◆ **Problem requirements**
Can you print the lines word for word, starting from the first line of the dataset records and continuing through the line that contains "[[[97,13],[103,7],[102,0],[90,0],[92,13]]]", with that line included?

Dataset records:
-------------------------

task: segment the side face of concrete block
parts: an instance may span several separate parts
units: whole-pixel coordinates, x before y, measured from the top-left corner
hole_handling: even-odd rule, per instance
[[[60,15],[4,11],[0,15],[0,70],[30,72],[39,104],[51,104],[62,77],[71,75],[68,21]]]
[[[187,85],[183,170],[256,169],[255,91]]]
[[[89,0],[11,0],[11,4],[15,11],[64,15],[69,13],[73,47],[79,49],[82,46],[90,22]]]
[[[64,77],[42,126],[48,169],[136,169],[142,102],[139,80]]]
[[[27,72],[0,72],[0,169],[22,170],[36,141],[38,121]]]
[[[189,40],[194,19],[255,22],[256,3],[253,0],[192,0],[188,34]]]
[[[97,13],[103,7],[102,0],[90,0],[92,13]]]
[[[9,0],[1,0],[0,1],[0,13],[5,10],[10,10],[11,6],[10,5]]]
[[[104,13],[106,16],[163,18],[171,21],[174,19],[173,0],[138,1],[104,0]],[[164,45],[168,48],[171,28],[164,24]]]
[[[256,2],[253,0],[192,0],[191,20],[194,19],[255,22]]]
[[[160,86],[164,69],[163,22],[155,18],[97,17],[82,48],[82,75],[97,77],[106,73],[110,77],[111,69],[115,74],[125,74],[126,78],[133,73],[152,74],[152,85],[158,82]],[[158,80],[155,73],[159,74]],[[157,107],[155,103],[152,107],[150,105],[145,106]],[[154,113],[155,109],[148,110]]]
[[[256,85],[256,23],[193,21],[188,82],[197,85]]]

-------------------------

◆ **Completed exercise**
task: segment the side face of concrete block
parts: an instance may span several separate parts
units: whole-pixel coordinates, x before y, measured from the top-left corner
hole_handling: even-odd rule, per instance
[[[60,15],[4,11],[0,15],[0,70],[30,72],[39,104],[51,104],[62,77],[71,75],[68,21]]]
[[[187,85],[183,170],[256,169],[255,91]]]
[[[89,0],[11,0],[11,4],[15,11],[64,15],[69,13],[73,47],[79,49],[82,46],[90,22]]]
[[[64,77],[42,126],[48,169],[136,169],[142,102],[139,80]]]
[[[27,72],[0,72],[0,169],[22,170],[36,141],[38,121]]]
[[[189,40],[194,19],[255,22],[256,3],[253,0],[192,0],[188,34]]]
[[[97,13],[103,7],[102,0],[90,0],[92,13]]]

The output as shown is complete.